[Opening Excerpted passage section]

Marine accident round-up : 12th October 2022

Fisheries Research Ship Al-Awam (IMO 9152442) was reported to have sunk on October 9th or earlier in Nouadhibou harbour, Mauritania. The ship capsized and rested starboard side on bottom, remaining partially above the waterline. The Al-Awam was acquired in 1997 from Japan, specifically for fishery research works. For about a year prior to its sinking it had been in lay-up, waiting for repairs.

1997-built, Mauritania-flagged, 309 gt Al-Awam is owned and managed by Mauritania Govt MPEM of Nouakchott, Mauritania.

Officers at the port of Rotterdam found 1,200 kg of cocaine in a container that had come from Panama to Rotterdam and Antwerp. The container was diverted to a shed in Wilrijk, after which the police were able to arrest five suspects. The container arrived in Rotterdam aboard cargo ship MSC Sasha (IMO 9720500) on September 21st. The investigative services had been tipped off that there was a container on board with cocaine inside and that the container was destined for Antwerp. The customs services in Rotterdam checked the container, removed the cocaine and filled the black sports bags with fake blocks, replacing them in position. The container was returned to the MSC Sasha, which continued its journey to Antwerp, where it arrived on September 26th. At quay 1742, the black sports bags were switched to another container, which was picked up a little later by a driver allegedly working for a criminal organization. The container was taken to a warehouse on the Oudebaan in Wilrijk. Federal police officers then entered the warehouse. A man of Albanian origin and a Dutch private detective were arrested. The public prosecutor of Antwerp confirmed that five men have now been arrested.

As of October 11th the vessel was en route form Marsaxlokk, Malta, to the Suez Canal, ETA October 13th

2016-built, Portugal-flagged, 95,514 gt MSC Sasha is owned by Hai Kuo Shipping 1306 Ltd care of manager MSC Mediterranean Shipping Co SA of Geneva, Switzerland. ISM manager is MSC Shipmanagement Ltd of Limassol, Cyprus.

[Closing Excerpted passage section]
[Opening Exercise data section]

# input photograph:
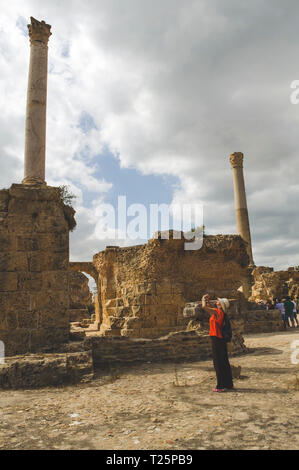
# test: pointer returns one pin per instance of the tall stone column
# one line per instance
(236, 160)
(35, 139)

[Closing Exercise data section]

Brief:
Copy the marine accident round-up word for word, everything from "2016-built, Portugal-flagged, 95,514" down to "of Limassol, Cyprus.".

Result for this exercise:
2016-built, Portugal-flagged, 95,514 gt MSC Sasha is owned by Hai Kuo Shipping 1306 Ltd care of manager MSC Mediterranean Shipping Co SA of Geneva, Switzerland. ISM manager is MSC Shipmanagement Ltd of Limassol, Cyprus.